DIRECTIONS:
• a. Duplicate the passage of the O2 outage notice starting at "To request an" and ending at "go to https://harvardmed.service-now.com/stat?id=account.".
• b. List every web address that appears in the O2 outage notice.

---------- SUPPLIED TEXT

NOTICE: FULL O2 Cluster Outage, January 3 - January 10th

O2 will be completely offline for a planned HMS IT data center relocation from Friday, Jan 3, 6:00 PM, through Friday, Jan 10

  • on Jan 3 (5:30-6:00 PM): O2 login access will be turned off.
  • on Jan 3 (6:00 PM): O2 systems will start being powered off.

This project will relocate existing services, consolidate servers, reduce power consumption, and decommission outdated hardware to improve efficiency, enhance resiliency, and lower costs.

Specifically:

  • The O2 Cluster will be completely offline, including O2 Portal.
  • All data on O2 will be inaccessible.
  • Any jobs still pending when the outage begins will need to be resubmitted after O2 is back online.
  • Websites on O2 will be completely offline, including all web content.

More details at: https://harvardmed.atlassian.net/l/cp/1BVpyGqm & https://it.hms.harvard.edu/news/upcoming-data-center-relocation

Troubleshooting Slurm Jobs





Errors in submitting jobs

No O2/Slurm account

You may be able to login to the O2 cluster with your HMS account credentials (formerly called an HMS eCommons ID) if you had an account with our previous cluster, Orchestra; however, you will not be able to submit jobs if you do not have an O2 account. If this is the case, when you try to submit jobs, you'll see errors like:

sbatch: error: Batch job submission failed: Invalid account or account/partition combination specified

srun: error: Unable to allocate resources: Invalid account or account/partition combination specified

To request an O2 account, please use the O2 Account Request Form. Please note that this form requires an HMS account to access. If you want to register for an HMS account or need to manage your existing account, please go to https://harvardmed.service-now.com/stat?id=account.

--------------------
---------- LISTED RECORDS

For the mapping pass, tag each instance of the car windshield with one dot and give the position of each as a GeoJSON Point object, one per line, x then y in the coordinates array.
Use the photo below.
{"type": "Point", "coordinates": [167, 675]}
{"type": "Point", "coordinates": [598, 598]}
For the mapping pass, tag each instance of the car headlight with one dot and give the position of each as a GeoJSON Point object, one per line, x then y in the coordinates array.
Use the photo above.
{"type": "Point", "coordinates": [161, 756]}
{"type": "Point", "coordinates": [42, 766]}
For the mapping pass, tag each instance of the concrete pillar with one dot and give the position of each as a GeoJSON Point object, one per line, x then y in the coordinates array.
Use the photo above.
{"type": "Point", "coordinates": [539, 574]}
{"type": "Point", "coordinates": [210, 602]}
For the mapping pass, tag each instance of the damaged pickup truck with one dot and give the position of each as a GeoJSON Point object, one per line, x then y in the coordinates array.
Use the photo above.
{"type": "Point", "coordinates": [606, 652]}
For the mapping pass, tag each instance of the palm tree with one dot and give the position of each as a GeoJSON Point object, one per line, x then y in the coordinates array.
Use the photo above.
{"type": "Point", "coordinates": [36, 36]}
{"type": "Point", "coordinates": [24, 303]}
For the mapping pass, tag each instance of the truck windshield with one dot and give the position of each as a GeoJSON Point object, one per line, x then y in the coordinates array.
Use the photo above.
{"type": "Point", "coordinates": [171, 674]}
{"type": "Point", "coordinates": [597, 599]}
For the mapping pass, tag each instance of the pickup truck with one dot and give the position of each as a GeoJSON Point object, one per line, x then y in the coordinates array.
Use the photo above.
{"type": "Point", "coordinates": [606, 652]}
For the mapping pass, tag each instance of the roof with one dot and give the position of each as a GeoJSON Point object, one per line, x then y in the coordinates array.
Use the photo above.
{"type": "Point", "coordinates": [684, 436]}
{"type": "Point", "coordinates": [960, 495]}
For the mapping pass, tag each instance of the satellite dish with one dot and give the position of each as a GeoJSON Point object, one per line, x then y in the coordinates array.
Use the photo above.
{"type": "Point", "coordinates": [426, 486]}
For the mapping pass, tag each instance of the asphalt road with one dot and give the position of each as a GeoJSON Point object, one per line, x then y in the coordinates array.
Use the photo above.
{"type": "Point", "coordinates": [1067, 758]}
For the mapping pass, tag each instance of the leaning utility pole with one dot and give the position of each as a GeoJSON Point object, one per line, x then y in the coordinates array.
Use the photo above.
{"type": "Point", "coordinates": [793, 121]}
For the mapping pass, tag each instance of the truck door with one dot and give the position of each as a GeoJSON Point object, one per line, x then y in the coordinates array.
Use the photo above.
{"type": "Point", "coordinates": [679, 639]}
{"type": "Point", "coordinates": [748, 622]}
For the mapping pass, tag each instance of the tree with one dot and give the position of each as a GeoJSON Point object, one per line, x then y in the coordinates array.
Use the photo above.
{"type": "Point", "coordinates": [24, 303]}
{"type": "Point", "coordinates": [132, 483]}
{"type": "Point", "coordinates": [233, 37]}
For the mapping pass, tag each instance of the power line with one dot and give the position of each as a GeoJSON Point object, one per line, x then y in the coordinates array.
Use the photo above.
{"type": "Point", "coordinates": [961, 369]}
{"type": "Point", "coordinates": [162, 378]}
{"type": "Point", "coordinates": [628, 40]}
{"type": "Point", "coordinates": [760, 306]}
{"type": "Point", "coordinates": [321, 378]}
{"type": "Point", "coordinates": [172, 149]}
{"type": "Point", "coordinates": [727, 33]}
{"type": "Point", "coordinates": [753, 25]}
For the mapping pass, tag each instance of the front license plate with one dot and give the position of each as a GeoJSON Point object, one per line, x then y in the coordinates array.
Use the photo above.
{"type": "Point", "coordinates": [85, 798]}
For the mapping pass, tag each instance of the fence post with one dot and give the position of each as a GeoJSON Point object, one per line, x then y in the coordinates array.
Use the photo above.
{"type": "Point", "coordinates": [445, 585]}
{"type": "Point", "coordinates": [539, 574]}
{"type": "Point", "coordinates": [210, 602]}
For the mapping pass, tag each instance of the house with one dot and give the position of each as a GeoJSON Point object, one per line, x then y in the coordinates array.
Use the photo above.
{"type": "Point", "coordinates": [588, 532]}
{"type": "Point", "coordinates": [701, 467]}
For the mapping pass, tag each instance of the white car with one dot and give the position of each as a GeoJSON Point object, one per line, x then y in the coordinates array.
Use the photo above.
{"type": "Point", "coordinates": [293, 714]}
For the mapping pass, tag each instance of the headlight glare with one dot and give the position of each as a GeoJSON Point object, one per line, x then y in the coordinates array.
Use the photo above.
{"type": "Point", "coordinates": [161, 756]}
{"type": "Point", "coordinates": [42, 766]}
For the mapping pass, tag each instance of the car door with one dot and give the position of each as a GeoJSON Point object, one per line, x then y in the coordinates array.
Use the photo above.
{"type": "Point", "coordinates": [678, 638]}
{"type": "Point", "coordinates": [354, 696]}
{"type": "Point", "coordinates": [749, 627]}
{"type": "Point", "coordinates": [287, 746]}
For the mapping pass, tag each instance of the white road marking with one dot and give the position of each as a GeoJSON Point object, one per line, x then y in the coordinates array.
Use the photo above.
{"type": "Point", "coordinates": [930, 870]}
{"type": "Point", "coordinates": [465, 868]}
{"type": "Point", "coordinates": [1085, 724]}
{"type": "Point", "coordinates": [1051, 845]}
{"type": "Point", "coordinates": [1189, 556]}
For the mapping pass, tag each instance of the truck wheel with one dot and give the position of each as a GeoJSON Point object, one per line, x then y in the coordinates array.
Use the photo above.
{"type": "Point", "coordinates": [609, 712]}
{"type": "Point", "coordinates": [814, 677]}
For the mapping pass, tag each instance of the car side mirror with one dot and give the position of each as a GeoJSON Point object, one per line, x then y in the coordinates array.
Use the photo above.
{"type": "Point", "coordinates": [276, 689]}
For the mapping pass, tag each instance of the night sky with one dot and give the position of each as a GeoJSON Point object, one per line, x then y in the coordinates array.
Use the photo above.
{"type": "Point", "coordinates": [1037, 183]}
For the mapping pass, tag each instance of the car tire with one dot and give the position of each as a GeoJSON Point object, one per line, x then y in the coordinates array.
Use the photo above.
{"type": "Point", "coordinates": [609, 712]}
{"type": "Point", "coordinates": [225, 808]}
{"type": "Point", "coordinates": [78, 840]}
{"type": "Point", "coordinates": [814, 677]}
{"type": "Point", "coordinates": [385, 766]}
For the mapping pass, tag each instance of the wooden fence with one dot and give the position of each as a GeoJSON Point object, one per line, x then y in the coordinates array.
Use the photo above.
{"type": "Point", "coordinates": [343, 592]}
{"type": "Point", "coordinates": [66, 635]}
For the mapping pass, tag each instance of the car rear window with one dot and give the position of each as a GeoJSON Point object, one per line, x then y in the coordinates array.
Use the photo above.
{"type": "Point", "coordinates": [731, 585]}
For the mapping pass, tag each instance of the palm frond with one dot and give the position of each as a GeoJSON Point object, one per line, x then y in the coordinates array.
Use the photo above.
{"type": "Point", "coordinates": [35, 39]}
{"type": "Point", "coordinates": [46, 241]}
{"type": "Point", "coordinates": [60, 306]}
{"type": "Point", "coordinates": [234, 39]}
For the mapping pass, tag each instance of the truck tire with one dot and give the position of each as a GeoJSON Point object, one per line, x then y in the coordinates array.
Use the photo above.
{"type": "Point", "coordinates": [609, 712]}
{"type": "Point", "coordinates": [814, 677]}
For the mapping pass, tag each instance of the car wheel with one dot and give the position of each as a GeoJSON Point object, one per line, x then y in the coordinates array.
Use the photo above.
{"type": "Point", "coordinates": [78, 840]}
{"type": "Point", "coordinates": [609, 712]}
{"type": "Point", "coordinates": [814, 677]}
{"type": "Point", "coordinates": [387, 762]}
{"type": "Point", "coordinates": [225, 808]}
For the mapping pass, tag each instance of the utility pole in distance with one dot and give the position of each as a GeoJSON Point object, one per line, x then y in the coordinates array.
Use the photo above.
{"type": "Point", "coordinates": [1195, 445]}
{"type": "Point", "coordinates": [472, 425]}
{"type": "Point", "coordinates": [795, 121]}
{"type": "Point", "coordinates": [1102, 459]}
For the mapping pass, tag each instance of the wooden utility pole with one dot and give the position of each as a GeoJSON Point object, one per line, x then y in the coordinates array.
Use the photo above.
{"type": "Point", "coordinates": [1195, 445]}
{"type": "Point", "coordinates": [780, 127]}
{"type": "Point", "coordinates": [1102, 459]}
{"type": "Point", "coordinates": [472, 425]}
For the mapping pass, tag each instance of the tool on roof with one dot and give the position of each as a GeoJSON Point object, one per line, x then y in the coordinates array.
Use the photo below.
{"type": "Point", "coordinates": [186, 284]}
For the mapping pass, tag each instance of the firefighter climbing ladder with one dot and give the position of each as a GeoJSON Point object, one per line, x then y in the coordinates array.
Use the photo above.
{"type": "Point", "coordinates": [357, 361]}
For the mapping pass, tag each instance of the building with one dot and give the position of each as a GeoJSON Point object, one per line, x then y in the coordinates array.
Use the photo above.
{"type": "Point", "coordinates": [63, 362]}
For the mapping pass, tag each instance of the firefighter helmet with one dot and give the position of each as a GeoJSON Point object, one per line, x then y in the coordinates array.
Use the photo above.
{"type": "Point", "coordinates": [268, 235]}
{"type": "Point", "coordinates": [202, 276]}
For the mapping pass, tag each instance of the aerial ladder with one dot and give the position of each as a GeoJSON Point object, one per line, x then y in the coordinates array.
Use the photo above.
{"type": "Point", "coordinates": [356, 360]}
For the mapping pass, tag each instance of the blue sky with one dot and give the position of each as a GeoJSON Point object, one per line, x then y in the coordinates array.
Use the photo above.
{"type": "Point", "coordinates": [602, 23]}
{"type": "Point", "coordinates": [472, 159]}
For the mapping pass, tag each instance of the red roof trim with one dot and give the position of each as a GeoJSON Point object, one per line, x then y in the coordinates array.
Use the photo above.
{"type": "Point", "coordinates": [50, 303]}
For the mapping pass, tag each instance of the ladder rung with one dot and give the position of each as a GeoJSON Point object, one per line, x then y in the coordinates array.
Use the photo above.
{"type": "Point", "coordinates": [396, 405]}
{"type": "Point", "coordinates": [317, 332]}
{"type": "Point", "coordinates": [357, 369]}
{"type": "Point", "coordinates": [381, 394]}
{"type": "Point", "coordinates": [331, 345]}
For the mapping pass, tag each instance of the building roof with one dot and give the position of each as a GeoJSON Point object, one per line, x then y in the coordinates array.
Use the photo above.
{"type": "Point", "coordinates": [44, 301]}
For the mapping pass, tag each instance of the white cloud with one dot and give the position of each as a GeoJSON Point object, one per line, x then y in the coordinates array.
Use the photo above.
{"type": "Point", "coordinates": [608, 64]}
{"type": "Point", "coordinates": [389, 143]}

--------------------

RESPONSES TO THE TASKS:
• a.
To request an O2 account, please use the O2 Account Request Form. Please note that this form requires an HMS account to access. If you want to register for an HMS account or need to manage your existing account, please go to https://harvardmed.service-now.com/stat?id=account.

• b.
https://harvardmed.atlassian.net/l/cp/1BVpyGqm
https://it.hms.harvard.edu/news/upcoming-data-center-relocation
https://harvardmed.service-now.com/stat?id=account